WHAT NEEDS TO BE DONE:
Every line from the one containing "TARGET = green door" to the final line of the material below must be reproduced exactly; leave out all other lines.

LISTED RECORDS:
####################
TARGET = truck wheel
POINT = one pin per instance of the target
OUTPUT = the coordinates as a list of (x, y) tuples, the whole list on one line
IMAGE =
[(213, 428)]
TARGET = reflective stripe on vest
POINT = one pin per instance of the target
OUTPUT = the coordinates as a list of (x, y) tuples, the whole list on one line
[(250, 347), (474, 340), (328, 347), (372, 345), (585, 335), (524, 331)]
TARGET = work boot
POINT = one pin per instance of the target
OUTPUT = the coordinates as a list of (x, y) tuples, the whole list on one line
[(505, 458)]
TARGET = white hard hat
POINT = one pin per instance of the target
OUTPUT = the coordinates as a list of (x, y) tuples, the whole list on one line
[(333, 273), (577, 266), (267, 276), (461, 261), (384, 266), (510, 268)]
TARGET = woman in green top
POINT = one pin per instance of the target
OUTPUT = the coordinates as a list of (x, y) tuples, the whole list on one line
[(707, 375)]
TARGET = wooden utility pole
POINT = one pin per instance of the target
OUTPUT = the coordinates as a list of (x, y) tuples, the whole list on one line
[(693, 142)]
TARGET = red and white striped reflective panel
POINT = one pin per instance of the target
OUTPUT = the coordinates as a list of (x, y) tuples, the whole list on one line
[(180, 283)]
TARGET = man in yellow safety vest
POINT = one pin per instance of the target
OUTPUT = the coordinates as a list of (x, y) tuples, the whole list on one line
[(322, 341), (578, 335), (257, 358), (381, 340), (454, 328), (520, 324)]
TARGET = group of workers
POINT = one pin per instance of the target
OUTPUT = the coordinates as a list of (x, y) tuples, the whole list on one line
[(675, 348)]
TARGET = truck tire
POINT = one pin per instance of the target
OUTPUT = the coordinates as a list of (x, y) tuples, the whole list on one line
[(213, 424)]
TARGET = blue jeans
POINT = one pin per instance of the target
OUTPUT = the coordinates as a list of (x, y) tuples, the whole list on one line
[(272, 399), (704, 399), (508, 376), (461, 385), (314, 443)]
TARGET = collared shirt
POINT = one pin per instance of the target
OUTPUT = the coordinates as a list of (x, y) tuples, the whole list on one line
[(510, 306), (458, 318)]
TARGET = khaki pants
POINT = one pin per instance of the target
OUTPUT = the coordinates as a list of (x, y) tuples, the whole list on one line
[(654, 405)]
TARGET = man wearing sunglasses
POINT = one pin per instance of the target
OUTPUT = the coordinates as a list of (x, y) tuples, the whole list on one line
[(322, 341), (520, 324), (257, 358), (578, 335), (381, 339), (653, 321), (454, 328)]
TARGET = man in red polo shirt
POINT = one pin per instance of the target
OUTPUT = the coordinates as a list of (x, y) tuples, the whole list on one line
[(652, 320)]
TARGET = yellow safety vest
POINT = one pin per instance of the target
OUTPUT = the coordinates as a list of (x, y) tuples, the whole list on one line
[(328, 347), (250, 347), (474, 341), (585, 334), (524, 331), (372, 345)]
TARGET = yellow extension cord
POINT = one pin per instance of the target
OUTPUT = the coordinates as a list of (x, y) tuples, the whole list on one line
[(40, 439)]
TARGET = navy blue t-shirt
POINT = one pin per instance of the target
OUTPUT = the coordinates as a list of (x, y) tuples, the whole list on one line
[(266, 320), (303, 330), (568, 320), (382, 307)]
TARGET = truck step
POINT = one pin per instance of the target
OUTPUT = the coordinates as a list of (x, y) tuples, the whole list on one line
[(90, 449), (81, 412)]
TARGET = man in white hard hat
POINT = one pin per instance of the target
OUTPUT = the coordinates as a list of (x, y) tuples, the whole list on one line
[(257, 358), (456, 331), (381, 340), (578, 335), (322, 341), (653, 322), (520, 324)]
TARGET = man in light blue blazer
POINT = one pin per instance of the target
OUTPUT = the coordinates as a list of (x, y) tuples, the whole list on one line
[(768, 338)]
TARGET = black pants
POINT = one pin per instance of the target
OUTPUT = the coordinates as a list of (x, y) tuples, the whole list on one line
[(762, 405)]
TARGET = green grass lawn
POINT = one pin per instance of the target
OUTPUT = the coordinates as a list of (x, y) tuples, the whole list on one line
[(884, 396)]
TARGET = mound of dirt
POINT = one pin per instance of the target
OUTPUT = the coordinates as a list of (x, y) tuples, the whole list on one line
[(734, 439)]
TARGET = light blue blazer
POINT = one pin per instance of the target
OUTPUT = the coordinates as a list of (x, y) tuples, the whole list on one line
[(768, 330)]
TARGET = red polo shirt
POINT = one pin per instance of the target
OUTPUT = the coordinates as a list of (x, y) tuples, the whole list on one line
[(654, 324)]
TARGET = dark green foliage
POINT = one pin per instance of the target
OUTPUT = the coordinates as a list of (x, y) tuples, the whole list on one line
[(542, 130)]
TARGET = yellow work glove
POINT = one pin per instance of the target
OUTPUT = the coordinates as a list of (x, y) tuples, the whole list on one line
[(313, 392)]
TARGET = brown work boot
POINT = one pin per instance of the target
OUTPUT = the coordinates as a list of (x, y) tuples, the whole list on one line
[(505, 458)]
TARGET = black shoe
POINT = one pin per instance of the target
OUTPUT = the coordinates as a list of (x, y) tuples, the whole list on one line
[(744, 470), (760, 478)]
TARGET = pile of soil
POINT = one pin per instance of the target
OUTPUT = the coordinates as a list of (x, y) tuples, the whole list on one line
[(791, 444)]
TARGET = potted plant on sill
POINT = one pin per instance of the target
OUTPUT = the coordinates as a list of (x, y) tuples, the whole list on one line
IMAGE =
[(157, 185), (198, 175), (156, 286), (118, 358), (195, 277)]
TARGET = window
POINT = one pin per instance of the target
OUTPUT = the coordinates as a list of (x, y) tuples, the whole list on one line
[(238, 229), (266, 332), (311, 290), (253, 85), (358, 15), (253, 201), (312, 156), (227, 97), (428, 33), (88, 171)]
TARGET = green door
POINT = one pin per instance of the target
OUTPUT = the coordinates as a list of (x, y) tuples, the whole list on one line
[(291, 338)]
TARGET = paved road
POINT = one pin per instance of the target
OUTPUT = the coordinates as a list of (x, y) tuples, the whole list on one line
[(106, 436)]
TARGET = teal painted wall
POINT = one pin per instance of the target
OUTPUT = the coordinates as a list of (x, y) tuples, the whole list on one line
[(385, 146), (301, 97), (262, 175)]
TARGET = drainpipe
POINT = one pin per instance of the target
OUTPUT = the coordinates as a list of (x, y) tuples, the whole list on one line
####################
RESULT:
TARGET = green door
POINT = one pin per instance of the target
OUTPUT = the coordinates as a list of (x, y) tuples, the whole list on one line
[(291, 338)]
TARGET = paved road
POINT = one pin per instance of the target
OUTPUT = the coordinates as a list of (x, y) tuples, the whole list on one line
[(106, 436)]
TARGET = teal painted wall
POINT = one pin per instance of the target
OUTPUT = the coordinates as a list of (x, y) tuples, the whole list on one line
[(385, 146), (301, 97), (262, 175)]
TARGET = drainpipe
POINT = one pin per instance of the target
OUTPUT = the coordinates as a list of (x, y) tuples, the whole list on one line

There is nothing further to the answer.